§ 与えられた課題 A: 以下のレコードで、文字列「hand」を含む行がいくつあるか数え、その数だけを答えよ。大文字と小文字は区別する。

§ 読解文:
┌──

当初予定の発売時期をずらして内容の精査と検証を実施

新型レジェンドの発表会でフォトセッションに臨む本田技研工業 代表取締役社長執行役員 伊東孝紳氏
2014年11月10日発表

680万円

 本田技研工業は、5代目となる同社のフラグシップセダンの新型「レジェンド」を2015年1月22日に発売する。価格は680万円。ボディーサイズなどの詳細は関連記事(http://car.watch.impress.co.jp/docs/news/20141110_675172.html)を参照されたい。

※当初発表から発売日が2015年2月20日に変更されました。

全車ハイブリッド4WDとなった新型レジェンド
本田技研工業 代表取締役社長執行役員 伊東孝紳氏

 11月10日に都内で開催された新型レジェンドの発表会では、まず本田技研工業 代表取締役社長執行役員の伊東孝紳氏が挨拶。冒頭で伊東氏は、先週末に自動車評論家の徳大寺有恒氏が他界したことに触れ、長年に渡り自動車業界の発展に尽力してきた同氏に対して感謝の言葉を贈り、冥福を祈った。

 レジェンドについては、このクルマが創業当初から世界を見据え、世界に先がける技術の開発にチャレンジしてきたホンダという会社の象徴であり、企業の人格そのものであると語り、「レジェンドは常にホンダらしさを発揮したアイディアと、時代に先がけた先進性、最高の技術を惜しみなく投入してきた」と紹介している。

 5代目となる新型レジェンドは、ドライバーが目指す走りのイメージを読み取り、それを新開発した「スポーツ ハイブリッド SH-AWD」によって、まるで自分の手足のように意のままに操れるクルマになっているとして、「それが走りを単なる楽しさから、感動の次元にまで昇華させる。これがホンダらしい選択だと考えました」と解説。「ホンダはこれからも積極的に先駆けとなる提案を行い、新しい時代を切り開いていきたい。そしてよりホンダらしさを発揮して、わくわくさせるような商品でお客さまの期待に応えたいと思っています」と挨拶を結んだ。

└──

§ 与えられた課題 B:
上の新型レジェンドの記事について、次の問いに答えよ。
(i) 新型レジェンドの価格はいくらか。
(ii) 当初発表から変更された後の発売日はいつか。
(iii) 伊東氏が挨拶の冒頭で他界に触れた自動車評論家は誰か。

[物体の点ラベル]
┌──

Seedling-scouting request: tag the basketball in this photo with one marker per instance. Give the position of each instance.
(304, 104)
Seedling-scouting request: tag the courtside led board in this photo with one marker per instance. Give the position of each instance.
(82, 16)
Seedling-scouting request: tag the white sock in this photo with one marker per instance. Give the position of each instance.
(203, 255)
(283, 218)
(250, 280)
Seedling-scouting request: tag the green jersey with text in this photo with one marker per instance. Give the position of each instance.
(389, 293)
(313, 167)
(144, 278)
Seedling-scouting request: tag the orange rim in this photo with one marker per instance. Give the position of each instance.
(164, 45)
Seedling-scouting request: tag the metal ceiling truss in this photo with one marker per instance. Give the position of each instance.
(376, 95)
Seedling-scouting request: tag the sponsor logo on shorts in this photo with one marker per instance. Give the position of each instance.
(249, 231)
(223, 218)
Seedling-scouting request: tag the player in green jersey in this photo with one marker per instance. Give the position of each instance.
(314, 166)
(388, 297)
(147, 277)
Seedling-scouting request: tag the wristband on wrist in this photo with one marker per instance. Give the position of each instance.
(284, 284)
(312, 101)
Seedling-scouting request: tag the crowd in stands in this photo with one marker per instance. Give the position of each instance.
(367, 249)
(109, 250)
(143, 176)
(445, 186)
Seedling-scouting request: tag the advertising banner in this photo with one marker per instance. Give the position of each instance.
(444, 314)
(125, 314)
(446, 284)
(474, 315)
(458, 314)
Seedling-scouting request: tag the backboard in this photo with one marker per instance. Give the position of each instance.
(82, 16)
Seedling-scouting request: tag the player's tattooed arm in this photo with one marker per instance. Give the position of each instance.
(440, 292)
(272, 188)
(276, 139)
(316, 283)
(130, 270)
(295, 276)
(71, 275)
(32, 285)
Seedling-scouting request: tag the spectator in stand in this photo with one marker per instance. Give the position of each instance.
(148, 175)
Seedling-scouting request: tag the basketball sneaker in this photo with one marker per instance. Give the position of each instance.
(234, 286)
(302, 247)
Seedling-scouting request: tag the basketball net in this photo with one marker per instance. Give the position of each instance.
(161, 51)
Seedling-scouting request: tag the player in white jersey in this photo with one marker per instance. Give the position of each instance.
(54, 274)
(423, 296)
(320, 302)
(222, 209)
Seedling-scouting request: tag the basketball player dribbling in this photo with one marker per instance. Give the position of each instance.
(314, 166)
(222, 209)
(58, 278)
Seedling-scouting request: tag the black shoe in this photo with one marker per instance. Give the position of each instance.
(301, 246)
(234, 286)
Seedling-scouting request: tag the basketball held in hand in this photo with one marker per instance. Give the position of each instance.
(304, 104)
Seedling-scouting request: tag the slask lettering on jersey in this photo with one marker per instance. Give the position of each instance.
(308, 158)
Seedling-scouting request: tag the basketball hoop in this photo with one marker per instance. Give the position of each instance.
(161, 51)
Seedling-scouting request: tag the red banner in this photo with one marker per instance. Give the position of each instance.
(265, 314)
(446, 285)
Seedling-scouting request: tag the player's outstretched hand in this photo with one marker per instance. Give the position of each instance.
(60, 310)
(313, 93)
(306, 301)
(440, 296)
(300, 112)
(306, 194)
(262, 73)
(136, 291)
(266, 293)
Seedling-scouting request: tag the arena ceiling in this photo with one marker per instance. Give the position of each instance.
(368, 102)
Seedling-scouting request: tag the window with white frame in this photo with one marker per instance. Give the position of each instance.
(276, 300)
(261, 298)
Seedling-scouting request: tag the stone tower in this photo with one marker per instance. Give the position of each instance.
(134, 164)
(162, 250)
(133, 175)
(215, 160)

└──

§ 解答の全文 A: 2

§ 解答の全文 B:
(i) 680万円
(ii) 2015年2月20日
(iii) 徳大寺有恒氏